> [Aim of the exercise]: From the data below, copy each line that includes the word "people".

** Opening Exercise data block **

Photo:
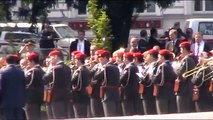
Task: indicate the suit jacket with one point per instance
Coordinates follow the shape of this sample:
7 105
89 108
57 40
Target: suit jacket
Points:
152 42
79 82
142 45
35 86
147 81
187 63
203 86
12 87
207 47
61 84
130 82
45 42
166 74
176 49
110 83
73 47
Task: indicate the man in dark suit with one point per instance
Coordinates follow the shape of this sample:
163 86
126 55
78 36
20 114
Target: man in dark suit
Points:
81 44
184 93
34 87
12 90
130 99
200 45
152 39
58 79
46 42
79 83
109 77
163 80
148 100
173 44
142 43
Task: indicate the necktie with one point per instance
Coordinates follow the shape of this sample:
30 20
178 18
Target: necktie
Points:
198 48
173 45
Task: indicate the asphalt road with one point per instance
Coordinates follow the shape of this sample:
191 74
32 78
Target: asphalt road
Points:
192 116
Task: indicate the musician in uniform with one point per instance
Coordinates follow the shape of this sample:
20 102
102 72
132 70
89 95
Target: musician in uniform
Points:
202 82
173 44
95 101
109 77
58 81
119 60
150 66
34 87
184 85
163 80
79 82
129 84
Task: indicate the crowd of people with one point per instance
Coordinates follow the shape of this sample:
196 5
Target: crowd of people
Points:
146 78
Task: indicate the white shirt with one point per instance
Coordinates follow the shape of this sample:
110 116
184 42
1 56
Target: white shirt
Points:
197 51
80 46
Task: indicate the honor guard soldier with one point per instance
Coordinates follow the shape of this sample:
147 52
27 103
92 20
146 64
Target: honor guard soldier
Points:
119 60
108 75
79 82
163 80
94 89
183 85
58 82
129 87
202 80
34 87
148 100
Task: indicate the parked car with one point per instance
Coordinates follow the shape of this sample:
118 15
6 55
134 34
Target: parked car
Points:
202 25
10 42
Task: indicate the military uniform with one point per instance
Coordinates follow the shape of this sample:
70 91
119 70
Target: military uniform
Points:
80 97
204 102
109 93
163 82
59 77
184 94
95 101
148 100
130 96
34 89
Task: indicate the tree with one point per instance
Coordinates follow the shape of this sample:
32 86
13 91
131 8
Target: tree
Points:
100 25
120 13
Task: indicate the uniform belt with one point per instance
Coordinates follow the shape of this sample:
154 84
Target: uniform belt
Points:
167 85
110 86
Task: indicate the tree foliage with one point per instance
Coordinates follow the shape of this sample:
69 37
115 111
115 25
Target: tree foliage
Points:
100 25
119 12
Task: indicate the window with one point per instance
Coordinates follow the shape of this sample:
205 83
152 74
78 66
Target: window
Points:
151 7
206 28
198 5
82 7
65 31
209 4
203 5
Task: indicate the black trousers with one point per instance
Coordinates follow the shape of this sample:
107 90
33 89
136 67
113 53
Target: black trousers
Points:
96 107
110 108
184 104
16 113
166 105
57 110
149 106
204 105
80 109
33 111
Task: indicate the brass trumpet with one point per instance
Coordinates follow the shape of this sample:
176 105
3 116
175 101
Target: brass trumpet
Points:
199 68
192 71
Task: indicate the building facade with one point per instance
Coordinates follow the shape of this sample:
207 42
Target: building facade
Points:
161 18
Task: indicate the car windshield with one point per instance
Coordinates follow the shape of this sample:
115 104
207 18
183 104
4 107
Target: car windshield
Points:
19 36
65 31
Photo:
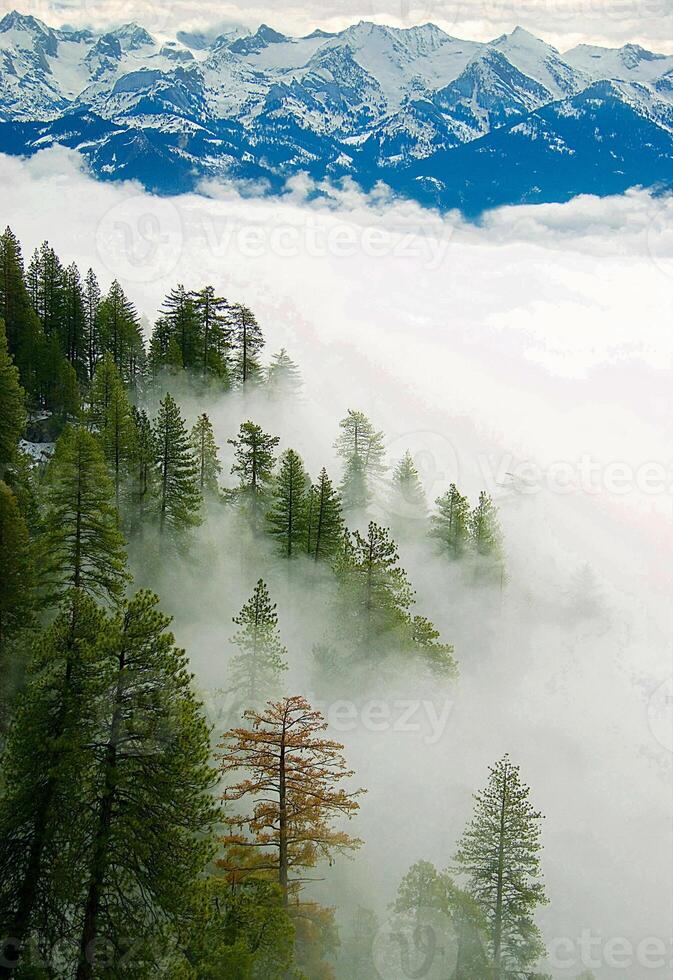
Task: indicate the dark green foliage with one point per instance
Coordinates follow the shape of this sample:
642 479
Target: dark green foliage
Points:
324 520
148 802
408 505
254 461
17 592
499 854
375 589
255 671
451 525
287 519
81 547
247 342
212 311
206 452
362 449
465 938
241 933
12 405
119 333
43 771
177 491
24 333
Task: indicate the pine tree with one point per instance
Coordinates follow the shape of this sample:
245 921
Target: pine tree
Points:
111 409
143 463
212 311
247 342
92 301
324 524
17 591
424 890
179 499
451 525
151 756
354 490
12 405
42 773
119 332
362 449
24 333
181 318
283 376
287 518
74 323
81 546
291 779
254 461
499 853
257 668
206 452
408 502
376 593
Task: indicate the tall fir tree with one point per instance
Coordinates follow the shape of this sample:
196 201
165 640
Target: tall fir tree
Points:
375 590
324 523
206 454
257 668
17 593
12 405
451 524
151 756
499 854
92 300
247 342
43 769
287 518
283 376
408 503
177 489
254 461
74 323
120 333
24 332
212 311
181 318
362 449
81 547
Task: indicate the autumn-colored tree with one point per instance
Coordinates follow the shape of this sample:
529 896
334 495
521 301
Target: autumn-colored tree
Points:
291 783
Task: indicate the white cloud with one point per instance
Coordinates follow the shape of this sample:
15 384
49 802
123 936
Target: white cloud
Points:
542 337
561 22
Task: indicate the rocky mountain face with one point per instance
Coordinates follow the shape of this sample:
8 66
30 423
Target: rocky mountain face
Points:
448 122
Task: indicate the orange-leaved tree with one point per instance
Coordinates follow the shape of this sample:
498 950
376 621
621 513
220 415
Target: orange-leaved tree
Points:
292 784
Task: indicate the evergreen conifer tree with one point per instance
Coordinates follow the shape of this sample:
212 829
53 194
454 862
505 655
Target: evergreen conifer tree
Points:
12 405
254 461
324 525
205 452
287 518
283 376
151 757
451 525
247 342
81 546
499 853
177 489
257 668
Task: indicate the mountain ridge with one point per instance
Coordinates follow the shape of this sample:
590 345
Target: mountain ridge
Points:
413 107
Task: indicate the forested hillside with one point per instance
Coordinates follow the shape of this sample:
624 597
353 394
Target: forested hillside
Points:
140 835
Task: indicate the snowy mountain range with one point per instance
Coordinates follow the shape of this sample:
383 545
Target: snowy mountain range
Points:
450 123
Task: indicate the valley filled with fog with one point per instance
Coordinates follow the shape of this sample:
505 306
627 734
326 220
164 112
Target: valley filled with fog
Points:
528 355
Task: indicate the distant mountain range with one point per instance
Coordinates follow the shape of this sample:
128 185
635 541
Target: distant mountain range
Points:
449 123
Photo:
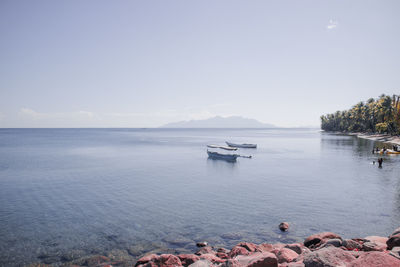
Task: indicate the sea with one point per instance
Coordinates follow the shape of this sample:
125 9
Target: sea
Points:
72 193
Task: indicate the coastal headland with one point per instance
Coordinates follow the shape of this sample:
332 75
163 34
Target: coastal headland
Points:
318 250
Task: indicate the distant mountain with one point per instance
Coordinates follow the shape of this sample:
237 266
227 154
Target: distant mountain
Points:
219 122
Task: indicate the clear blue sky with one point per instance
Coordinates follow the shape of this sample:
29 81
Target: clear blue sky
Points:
146 63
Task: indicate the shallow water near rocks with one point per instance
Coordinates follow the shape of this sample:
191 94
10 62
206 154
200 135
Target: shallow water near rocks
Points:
69 193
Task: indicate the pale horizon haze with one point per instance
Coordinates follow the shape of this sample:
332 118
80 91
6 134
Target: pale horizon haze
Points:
149 63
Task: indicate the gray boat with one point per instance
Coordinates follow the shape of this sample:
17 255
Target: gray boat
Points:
241 145
227 157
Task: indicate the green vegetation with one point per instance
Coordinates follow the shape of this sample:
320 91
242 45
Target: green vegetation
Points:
380 115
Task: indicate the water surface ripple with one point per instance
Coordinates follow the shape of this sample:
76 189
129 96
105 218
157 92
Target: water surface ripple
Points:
97 190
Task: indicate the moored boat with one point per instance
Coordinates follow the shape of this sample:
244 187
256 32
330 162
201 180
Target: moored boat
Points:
390 151
241 145
222 147
216 155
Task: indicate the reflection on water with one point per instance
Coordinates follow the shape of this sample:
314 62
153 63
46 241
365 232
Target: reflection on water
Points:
72 192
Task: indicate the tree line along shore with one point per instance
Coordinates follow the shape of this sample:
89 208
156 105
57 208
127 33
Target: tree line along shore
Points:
381 115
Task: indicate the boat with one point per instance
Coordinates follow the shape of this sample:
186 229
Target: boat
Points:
389 151
241 145
222 147
227 157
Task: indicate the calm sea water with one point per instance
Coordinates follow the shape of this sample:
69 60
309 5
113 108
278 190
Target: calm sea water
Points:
102 191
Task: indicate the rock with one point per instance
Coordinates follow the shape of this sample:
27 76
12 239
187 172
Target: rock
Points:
270 247
212 258
96 260
201 244
394 254
232 236
147 258
222 255
372 246
284 226
393 241
169 260
202 263
72 255
249 246
375 259
230 263
334 242
286 255
328 257
317 239
238 250
298 248
376 239
204 250
351 244
188 259
258 259
397 231
223 250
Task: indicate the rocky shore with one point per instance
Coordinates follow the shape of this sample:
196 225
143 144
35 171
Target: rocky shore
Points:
325 249
384 138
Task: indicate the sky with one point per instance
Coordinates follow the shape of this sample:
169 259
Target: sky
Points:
147 63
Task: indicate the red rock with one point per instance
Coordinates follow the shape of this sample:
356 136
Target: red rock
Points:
377 239
258 259
374 246
169 260
212 258
375 259
204 250
328 257
230 263
286 255
397 231
317 239
393 241
201 244
222 255
298 248
284 226
249 246
270 247
188 259
147 258
351 244
202 263
237 250
149 264
223 250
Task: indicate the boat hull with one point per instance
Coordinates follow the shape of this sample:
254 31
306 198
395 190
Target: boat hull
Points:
227 157
241 145
223 147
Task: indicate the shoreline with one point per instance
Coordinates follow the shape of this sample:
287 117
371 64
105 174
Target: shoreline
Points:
318 250
384 138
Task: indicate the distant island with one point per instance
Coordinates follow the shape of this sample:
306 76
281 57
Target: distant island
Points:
220 122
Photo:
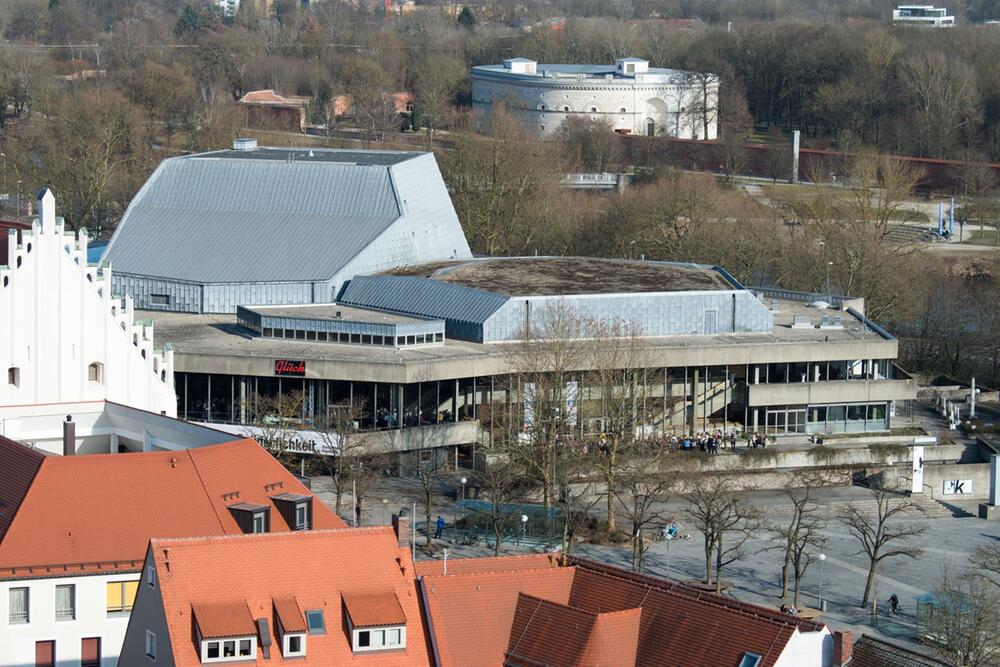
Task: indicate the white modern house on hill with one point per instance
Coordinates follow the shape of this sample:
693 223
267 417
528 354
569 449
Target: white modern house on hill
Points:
631 96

** Closing Exercise data block **

> [Written reply]:
Task: indicate the crowd of people with one point per instance
Target: crowd of people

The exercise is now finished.